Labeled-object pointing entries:
┌──

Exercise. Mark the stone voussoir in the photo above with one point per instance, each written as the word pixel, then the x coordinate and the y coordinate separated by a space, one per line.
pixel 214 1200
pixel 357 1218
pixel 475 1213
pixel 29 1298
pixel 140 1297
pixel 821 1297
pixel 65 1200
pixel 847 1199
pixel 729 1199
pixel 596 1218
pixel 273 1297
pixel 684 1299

└──
┌──

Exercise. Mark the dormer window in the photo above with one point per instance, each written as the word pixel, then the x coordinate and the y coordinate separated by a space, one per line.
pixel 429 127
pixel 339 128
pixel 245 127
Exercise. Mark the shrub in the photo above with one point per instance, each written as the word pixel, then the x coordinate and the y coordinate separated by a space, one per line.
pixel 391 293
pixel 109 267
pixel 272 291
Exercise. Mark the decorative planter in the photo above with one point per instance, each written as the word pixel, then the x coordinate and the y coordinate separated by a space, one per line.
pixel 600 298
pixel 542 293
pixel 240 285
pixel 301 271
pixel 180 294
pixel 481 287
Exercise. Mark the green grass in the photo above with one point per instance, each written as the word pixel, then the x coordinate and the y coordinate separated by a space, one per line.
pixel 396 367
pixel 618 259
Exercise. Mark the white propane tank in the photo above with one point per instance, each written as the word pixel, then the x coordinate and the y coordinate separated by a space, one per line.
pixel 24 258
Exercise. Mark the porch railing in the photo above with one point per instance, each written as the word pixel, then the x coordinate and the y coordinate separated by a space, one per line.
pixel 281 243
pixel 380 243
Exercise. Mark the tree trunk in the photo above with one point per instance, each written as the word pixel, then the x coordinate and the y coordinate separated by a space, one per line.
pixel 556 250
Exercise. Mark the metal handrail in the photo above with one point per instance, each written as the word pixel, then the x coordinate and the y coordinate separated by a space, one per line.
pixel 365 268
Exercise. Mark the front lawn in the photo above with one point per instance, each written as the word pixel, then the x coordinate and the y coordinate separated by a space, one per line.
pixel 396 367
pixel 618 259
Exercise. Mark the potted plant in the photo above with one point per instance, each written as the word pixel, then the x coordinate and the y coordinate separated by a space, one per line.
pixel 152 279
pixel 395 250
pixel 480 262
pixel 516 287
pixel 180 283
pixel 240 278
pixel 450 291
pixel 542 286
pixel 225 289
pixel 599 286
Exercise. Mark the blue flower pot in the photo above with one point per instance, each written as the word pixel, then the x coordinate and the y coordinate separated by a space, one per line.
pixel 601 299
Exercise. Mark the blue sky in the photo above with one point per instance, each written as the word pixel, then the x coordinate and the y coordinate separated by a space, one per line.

└──
┌──

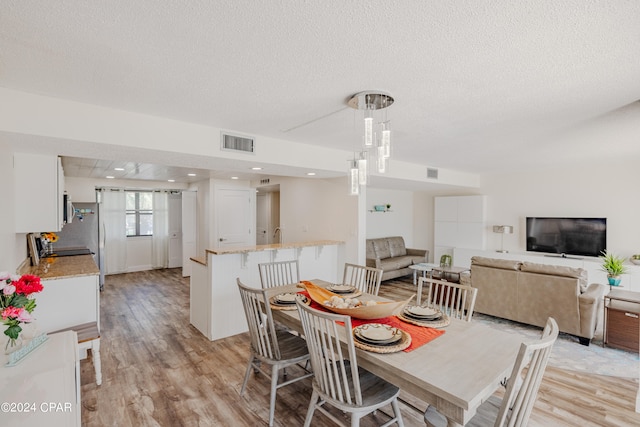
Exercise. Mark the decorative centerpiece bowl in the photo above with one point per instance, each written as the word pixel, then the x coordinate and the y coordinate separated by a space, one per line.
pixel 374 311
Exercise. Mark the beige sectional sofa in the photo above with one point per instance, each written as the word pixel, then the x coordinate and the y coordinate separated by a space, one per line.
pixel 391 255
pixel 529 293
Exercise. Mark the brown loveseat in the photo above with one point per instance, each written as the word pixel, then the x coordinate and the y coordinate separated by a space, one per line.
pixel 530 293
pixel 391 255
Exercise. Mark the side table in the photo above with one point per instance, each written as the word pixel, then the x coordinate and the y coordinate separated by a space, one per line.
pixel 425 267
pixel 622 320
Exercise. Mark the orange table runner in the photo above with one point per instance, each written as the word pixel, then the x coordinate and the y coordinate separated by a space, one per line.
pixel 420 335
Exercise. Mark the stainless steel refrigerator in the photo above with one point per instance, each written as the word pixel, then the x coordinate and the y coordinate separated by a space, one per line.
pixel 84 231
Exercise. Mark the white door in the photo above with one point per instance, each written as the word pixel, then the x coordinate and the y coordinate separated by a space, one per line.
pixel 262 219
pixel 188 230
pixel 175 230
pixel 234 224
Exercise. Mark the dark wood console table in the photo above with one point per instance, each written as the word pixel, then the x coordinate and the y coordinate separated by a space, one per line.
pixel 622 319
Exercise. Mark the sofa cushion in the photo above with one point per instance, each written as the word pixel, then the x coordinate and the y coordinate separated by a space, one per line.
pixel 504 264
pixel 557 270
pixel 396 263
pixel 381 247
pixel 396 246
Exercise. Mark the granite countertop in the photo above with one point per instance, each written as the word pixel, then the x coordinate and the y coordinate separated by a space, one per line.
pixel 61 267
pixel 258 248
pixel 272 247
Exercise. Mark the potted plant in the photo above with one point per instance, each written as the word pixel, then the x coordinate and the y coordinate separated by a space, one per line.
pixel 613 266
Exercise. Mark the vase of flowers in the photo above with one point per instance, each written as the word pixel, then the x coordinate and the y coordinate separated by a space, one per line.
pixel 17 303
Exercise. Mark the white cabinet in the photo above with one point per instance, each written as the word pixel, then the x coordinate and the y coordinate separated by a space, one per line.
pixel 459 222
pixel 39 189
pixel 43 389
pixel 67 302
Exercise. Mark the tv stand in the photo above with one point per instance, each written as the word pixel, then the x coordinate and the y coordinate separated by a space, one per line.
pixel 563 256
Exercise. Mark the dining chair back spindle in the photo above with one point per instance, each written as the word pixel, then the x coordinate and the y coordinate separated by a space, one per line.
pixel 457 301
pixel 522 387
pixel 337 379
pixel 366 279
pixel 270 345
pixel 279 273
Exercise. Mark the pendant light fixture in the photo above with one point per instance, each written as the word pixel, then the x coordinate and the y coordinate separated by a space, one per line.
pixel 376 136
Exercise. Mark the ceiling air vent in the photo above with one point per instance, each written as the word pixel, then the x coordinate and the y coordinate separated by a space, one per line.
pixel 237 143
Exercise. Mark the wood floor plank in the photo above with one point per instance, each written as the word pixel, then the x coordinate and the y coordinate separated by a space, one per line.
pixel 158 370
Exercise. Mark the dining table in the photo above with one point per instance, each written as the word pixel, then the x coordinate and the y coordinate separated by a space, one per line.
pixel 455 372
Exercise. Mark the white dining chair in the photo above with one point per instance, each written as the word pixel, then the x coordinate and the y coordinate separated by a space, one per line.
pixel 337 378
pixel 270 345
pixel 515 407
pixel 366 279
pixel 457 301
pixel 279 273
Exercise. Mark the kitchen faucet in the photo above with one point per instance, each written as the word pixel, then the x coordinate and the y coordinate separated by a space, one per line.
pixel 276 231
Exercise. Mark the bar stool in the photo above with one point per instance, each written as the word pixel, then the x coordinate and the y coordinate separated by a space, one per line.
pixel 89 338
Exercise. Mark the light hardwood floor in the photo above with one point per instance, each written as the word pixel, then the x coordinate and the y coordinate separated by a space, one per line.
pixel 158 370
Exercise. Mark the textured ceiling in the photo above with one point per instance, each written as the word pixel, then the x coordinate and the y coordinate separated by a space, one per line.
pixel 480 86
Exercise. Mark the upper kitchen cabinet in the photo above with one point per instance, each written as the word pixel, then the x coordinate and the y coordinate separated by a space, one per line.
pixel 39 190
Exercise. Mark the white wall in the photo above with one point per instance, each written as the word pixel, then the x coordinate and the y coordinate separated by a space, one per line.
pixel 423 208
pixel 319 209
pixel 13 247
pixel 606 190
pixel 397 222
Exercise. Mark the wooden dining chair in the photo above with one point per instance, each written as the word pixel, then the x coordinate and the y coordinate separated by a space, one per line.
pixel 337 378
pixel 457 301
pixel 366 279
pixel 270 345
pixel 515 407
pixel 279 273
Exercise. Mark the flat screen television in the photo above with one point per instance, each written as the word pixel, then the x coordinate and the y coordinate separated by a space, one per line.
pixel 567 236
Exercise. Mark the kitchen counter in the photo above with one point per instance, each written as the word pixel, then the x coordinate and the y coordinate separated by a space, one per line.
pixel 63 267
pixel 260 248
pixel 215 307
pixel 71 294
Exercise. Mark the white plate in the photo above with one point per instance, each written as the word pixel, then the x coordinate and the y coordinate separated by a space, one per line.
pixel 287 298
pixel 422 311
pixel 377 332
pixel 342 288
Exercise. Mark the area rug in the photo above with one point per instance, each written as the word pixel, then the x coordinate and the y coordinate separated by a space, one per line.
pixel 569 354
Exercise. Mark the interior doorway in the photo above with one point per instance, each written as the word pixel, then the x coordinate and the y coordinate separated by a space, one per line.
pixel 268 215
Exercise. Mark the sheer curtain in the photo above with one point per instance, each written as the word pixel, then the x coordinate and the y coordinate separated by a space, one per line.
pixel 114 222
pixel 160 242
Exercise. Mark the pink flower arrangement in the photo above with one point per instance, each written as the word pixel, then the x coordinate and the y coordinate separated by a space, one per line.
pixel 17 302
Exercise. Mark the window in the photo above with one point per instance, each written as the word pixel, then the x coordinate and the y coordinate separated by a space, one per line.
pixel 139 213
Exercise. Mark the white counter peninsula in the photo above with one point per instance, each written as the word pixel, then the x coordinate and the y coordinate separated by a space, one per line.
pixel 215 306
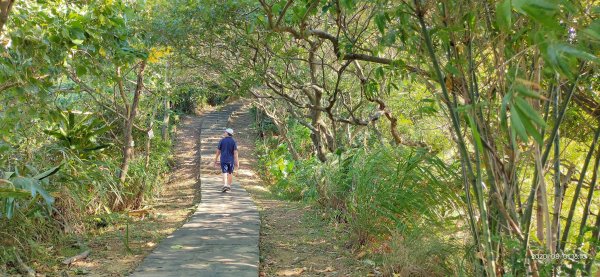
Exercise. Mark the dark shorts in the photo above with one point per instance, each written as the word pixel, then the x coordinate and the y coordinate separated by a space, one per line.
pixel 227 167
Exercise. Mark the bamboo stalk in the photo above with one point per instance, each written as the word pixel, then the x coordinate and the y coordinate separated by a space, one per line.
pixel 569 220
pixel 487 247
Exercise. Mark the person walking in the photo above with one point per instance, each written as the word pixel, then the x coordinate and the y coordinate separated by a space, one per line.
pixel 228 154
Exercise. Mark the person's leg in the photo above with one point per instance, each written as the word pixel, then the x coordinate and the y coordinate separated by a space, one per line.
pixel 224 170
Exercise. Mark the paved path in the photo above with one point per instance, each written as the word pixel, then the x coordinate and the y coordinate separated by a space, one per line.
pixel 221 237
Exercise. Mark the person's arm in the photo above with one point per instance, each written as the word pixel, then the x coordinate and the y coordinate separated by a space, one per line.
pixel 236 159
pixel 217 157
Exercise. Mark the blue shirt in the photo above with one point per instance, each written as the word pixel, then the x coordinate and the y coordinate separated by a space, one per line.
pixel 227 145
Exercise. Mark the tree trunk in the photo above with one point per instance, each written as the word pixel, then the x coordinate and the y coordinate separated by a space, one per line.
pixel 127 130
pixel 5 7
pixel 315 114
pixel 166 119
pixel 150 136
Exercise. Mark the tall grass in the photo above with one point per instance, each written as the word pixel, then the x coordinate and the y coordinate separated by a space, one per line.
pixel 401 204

└──

• [TASK TO COMPLETE]
Repeat everything from the line containing "Exercise. Mark the front" down to the line containing "pixel 599 286", both of those lines included.

• [EXERCISE RESULT]
Exercise. Mark the front lawn in the photo above with one point per instance, each written as the word pixel, then the x coordinate and the y coordinate separated by a space, one per line.
pixel 396 367
pixel 618 259
Exercise. Mark the potted plant in the photo above with one point per instance, each written as the word pixel, then the x coordinate and the y coordinate separated by a space, one per line.
pixel 152 279
pixel 395 250
pixel 480 262
pixel 516 287
pixel 180 283
pixel 240 278
pixel 450 291
pixel 542 286
pixel 225 289
pixel 599 286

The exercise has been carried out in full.